Input material:
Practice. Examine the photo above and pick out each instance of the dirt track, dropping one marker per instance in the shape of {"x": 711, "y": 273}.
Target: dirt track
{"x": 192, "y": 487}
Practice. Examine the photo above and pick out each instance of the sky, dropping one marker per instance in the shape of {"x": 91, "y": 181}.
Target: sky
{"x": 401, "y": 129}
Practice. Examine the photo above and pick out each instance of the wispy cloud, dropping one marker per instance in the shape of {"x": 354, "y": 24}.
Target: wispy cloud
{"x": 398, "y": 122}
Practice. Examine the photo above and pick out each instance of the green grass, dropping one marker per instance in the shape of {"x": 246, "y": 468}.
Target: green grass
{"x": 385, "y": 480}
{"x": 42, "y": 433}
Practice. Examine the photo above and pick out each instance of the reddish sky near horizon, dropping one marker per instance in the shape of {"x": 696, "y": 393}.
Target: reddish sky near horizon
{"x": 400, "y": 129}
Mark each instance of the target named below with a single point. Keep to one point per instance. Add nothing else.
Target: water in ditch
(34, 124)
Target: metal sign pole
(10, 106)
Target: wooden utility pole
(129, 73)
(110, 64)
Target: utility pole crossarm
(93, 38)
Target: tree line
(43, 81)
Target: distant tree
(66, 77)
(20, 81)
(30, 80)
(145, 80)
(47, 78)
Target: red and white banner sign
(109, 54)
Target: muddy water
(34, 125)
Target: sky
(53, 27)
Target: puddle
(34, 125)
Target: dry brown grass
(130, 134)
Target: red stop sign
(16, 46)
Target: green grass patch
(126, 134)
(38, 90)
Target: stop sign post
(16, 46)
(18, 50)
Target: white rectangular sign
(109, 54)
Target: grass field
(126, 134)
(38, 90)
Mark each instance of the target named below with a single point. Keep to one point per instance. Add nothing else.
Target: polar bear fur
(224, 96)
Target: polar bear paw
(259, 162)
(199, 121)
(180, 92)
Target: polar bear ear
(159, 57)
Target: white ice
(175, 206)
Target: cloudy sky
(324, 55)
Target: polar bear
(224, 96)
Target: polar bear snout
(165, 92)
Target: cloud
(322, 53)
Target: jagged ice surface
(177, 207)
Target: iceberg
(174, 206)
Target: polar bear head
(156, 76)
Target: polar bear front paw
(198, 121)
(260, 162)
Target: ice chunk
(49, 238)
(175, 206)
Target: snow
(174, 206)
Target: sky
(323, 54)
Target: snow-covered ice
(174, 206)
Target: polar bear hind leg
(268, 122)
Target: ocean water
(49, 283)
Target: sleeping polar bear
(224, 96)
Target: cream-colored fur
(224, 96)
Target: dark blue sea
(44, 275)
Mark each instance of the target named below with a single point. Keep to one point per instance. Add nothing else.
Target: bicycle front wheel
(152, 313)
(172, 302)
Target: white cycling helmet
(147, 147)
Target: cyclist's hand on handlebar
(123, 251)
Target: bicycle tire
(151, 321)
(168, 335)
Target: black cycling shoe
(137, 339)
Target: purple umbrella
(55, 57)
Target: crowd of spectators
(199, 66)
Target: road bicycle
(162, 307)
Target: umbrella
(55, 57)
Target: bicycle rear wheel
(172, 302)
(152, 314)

Goal:
Copy out all of the material above word for word, from its first line to its last.

Final result:
Practice. Examine the photo above and pick out each instance of the dirt track, dropping one marker per instance in the shape of {"x": 711, "y": 273}.
Target: dirt track
{"x": 192, "y": 487}
Practice. Examine the photo above and pick out each instance of the sky, dropping one marker per instance in the shape of {"x": 91, "y": 181}.
Target: sky
{"x": 401, "y": 129}
Practice. Examine the photo above and pick out each instance of the wispy cloud, dropping one marker per instance in the shape of {"x": 354, "y": 24}.
Target: wispy cloud
{"x": 398, "y": 122}
Practice. Examine the photo above and pick out each instance of the green grass, dropping one marker per instance in the shape of {"x": 246, "y": 468}.
Target: green grass
{"x": 385, "y": 480}
{"x": 42, "y": 433}
Practice. Examine the photo above and pick out each instance of the reddish sky near horizon, dropping one marker per instance in the shape of {"x": 696, "y": 393}.
Target: reddish sky near horizon
{"x": 400, "y": 129}
Mark each instance of the target named below with a single point. Keep to one point per instance. Add nothing else.
Target: water in ditch
(34, 124)
Target: metal sign pole
(10, 106)
Target: wooden utility pole
(129, 73)
(110, 64)
Target: utility pole crossarm
(93, 38)
Target: tree line
(43, 81)
Target: distant tree
(66, 77)
(20, 81)
(30, 80)
(145, 80)
(47, 78)
Target: red and white banner sign
(109, 54)
Target: muddy water
(34, 125)
Target: sky
(53, 27)
Target: puddle
(34, 125)
Target: dry brown grass
(130, 134)
Target: red stop sign
(16, 46)
Target: green grass patch
(126, 134)
(38, 90)
Target: stop sign post
(16, 46)
(18, 50)
Target: white rectangular sign
(109, 54)
Target: grass field
(126, 134)
(38, 90)
Mark each instance of the target named below with a single point. Keep to one point per instance. Add nothing else.
Target: polar bear fur
(224, 96)
Target: polar bear paw
(259, 162)
(199, 121)
(180, 92)
Target: polar bear ear
(159, 57)
Target: white ice
(175, 206)
Target: cloudy sky
(324, 55)
Target: polar bear
(224, 96)
Target: polar bear snout
(165, 92)
Target: cloud
(322, 53)
Target: jagged ice surface
(177, 207)
Target: iceberg
(174, 206)
Target: polar bear head
(156, 76)
Target: polar bear front paw
(198, 121)
(260, 162)
Target: ice chunk
(49, 238)
(175, 206)
Target: snow
(174, 206)
Target: sky
(323, 54)
Target: snow-covered ice
(174, 206)
Target: polar bear hind leg
(268, 122)
Target: ocean water
(49, 283)
Target: sleeping polar bear
(224, 96)
Target: cream-colored fur
(224, 96)
Target: dark blue sea
(44, 275)
Mark each instance of the target named below with a single point. Keep to one point per instance. Add nothing else.
Target: bicycle front wheel
(152, 313)
(172, 302)
Target: white cycling helmet
(147, 147)
Target: cyclist's hand on handlebar
(123, 251)
Target: bicycle tire
(151, 321)
(168, 335)
Target: black cycling shoe
(137, 339)
Target: purple umbrella
(55, 57)
Target: crowd of spectators
(199, 66)
Target: road bicycle
(162, 307)
Target: umbrella
(55, 57)
Target: bicycle rear wheel
(172, 302)
(152, 314)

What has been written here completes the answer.